> Exercise directions
Copy out each line below exactly as it appears.
━━━ Exercise input
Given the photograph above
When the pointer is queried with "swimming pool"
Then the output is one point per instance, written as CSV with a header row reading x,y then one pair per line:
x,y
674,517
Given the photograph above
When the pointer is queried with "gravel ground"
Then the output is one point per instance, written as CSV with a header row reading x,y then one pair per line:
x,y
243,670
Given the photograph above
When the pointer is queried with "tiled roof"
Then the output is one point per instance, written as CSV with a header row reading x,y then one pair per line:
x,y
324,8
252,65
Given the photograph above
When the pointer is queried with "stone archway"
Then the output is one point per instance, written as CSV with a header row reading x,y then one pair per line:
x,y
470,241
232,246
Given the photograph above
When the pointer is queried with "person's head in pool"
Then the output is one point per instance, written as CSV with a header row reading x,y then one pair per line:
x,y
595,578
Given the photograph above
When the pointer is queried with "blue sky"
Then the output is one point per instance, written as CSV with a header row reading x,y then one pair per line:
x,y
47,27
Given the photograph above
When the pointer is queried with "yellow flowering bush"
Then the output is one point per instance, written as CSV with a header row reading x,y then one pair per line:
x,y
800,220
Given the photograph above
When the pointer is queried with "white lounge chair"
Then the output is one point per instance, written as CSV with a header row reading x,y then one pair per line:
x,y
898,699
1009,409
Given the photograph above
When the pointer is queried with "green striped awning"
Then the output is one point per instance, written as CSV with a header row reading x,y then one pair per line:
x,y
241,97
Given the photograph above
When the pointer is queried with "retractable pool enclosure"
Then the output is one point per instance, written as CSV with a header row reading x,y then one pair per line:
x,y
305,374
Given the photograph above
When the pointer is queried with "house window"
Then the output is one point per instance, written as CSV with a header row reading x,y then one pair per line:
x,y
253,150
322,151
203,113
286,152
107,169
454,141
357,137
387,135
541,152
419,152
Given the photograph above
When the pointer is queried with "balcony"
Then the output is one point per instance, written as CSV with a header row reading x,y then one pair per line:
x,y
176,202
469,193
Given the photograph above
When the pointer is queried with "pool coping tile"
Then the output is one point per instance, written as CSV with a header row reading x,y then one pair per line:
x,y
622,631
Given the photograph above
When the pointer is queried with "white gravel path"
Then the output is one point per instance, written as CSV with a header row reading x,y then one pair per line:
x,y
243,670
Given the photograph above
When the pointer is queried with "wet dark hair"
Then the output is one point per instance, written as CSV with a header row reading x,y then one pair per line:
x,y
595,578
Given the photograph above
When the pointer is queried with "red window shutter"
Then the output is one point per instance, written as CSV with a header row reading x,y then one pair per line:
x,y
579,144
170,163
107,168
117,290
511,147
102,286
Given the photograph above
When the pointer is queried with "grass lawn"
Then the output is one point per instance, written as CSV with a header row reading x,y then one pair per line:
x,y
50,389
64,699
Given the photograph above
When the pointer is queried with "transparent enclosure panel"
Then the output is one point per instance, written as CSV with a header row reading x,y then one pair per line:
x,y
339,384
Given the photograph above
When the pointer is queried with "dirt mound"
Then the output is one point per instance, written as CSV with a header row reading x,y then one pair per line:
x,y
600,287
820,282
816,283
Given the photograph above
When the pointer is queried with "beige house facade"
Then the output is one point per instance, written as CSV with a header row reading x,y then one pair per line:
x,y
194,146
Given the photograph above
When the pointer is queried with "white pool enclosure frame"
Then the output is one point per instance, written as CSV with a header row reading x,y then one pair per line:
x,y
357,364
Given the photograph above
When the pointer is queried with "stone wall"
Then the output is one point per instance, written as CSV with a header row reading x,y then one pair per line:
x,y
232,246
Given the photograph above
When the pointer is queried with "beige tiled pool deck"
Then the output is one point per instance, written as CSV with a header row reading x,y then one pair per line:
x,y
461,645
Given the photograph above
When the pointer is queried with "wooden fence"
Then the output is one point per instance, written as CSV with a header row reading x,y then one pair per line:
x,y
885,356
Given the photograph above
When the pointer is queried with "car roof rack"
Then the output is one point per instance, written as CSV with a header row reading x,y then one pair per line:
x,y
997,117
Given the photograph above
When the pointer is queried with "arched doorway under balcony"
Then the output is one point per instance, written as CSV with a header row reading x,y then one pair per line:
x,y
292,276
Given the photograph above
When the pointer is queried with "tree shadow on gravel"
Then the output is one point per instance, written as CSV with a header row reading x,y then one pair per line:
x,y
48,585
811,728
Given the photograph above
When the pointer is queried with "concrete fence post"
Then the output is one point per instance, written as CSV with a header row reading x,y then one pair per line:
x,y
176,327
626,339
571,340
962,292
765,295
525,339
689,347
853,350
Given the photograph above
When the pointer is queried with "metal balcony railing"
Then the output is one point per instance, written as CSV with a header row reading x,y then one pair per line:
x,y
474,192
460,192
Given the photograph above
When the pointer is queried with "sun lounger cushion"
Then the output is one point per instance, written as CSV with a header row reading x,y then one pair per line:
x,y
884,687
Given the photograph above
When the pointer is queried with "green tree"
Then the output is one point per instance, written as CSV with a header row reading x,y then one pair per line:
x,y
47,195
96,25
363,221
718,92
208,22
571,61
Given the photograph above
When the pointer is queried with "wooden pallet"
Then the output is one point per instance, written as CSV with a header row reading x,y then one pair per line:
━━━━━━
> The reply
Given the photograph above
When the pointer is queried with "swimming pool"
Then the output is one point per instance, written as CSV with a header row reading x,y then one pair per line:
x,y
674,517
Given the photograph above
When the pointer is queried with "gravel ground"
Then the output is one point per instance, written as CSV with a header row reading x,y then one pair per line:
x,y
243,670
Given the photograph above
When the pointer is queried with "tiled roof"
Then the output is one point per instance, written as CSV with a header row reading x,y then one pair per line:
x,y
324,8
252,65
Given the photograph above
When the pointer is queried with "stone archway"
Then the output is one point per instance, written as CSV with a header row reading x,y then one pair per line:
x,y
470,241
232,246
Given the photograph above
When the pointer is queried with "person's head in pool"
Then the output is one point per instance, written as CSV with a header row reading x,y then one pair per line:
x,y
595,578
Given the photograph above
When the pointer is queried with "blue sky"
Then the output is one point per instance, written as CSV with a header row reading x,y then one pair per line:
x,y
47,27
Given the photograph above
When the pointer is queried with "yellow flowering bush"
Then the output is one point per instance, written as CSV with a header row reading x,y then one pair per line:
x,y
800,220
Given the photograph above
When the pointer is queried with "white lounge chair"
Then the output is one point per instance, written as CSV with a header row reading x,y then one pair per line:
x,y
898,699
1009,409
Given the photograph above
When the pointer is queried with "green striped awning"
Then the output is one point per instance, written as CSV with a header row reading x,y then one pair per line:
x,y
241,97
Given the photograph above
When the pointer is queried with "retractable pool enclosure"
Then the output is one point per instance, written as CSV with a header row reading x,y then one pair per line:
x,y
305,374
Given the photograph above
When the pointer is queried with "house window"
Then the output is one point per instance, written as CSV with a header row reading x,y then one pair per line:
x,y
253,150
322,151
203,113
286,152
107,169
454,141
357,137
387,135
541,152
419,152
Given the photograph above
When the pointer is queried with "balcony"
Then the output is one point per instance, written as CSV with a header row reading x,y then one pair per line:
x,y
176,202
469,193
Given the photograph above
When the pointer is queried with "pool coping tile"
Then the output is one point per instance, written as CSV with a header row reading x,y then one pair per line:
x,y
622,631
Given the photograph above
When the pointer is queried with "white gravel path"
Then the output is one point per instance, written as CSV with a header row reading x,y then one pair per line:
x,y
243,670
Given the photograph above
When the pointer is queried with "wet dark hair"
Then the output is one point per instance, written as CSV with a header row reading x,y then one pair per line:
x,y
595,578
Given the photograph above
When the pointer is queried with "red window shutter"
Then the output is one point per instance, written as CSV with a header row reading x,y then one pair per line:
x,y
579,144
170,163
107,168
117,290
511,147
102,286
Given the photograph above
When the pointer is queried with "grass lawn"
Then the output is one point per instance, written as CSV with a header row reading x,y then one pair per line:
x,y
50,389
64,699
Given the photograph above
When the pointer is queried with "transparent enclosure panel"
Then the output is one point per instance, written as CSV with a header row reading x,y then one pair per line:
x,y
339,384
Given the photograph above
When the pointer is queried with "dirt mound"
Then the output is one point per instance, written as CSV with a header row reading x,y then one pair per line:
x,y
600,287
820,282
816,283
Given the photograph above
When the pointer is queried with "beige house facade"
Then the output is one point per instance, written as CSV with a header row reading x,y then one pair per line:
x,y
194,146
Given the photograph above
When the pointer is queried with "white pool enclosure frame"
Then the output is one point per instance, written as CSV with a header row reading x,y then one pair per line:
x,y
357,364
Given the photograph above
When the pointer is queried with "stone wall"
Then the output is one point per instance, written as CSV with a header row reading x,y then one pair per line:
x,y
232,246
Given the photograph above
When the pointer is queried with "beige tiled pool deck"
Then the output is one point per instance, written as CSV with a header row reading x,y then one pair per line:
x,y
461,645
Given the photograph above
When the pointer is queried with "wooden fence"
Then the output is one point per instance, written as CSV with a header row reading x,y then one pair per line:
x,y
885,356
Given the photograph above
When the pointer is queried with "car roof rack"
Then the output is one point per instance, written as CSV with a header row reading x,y then one pair per line:
x,y
997,117
Given the photograph above
When the pointer is queried with "arched doorway under balcony"
Then the output is one point per instance, written as CSV with a header row reading x,y then one pair per line:
x,y
292,276
Given the photograph above
When the pointer is queried with "tree shadow on gravel"
Then the output is one point per instance, written as CSV with a header row reading x,y then one pair per line:
x,y
48,585
811,728
Given the photograph above
When the pointer is queried with "concrete fence post"
Then the output is one point per instance, written as CSV with a header row reading x,y then one pair per line:
x,y
176,327
626,339
571,340
962,292
765,295
525,339
689,347
853,350
Given the photograph above
When the pointer is queried with "metal balcony railing"
Then the output is one point per instance, written as CSV with a header row reading x,y then one pair per line:
x,y
474,192
460,192
Given the photograph above
When the pointer is queried with "sun lounger cushion"
Then the output is one point per instance, written as CSV with a header row reading x,y then one pair per line:
x,y
884,687
Given the photograph above
When the pointer is queried with "green tree"
Then the output is one point per instance, written as CSV with a header row reading x,y then one pair per line:
x,y
47,195
96,25
363,221
718,92
208,22
571,61
Given the photograph above
When the pointer is queried with "wooden pallet"
Then the output is one point per instance, written as CSV with a header row reading x,y then one pair per line:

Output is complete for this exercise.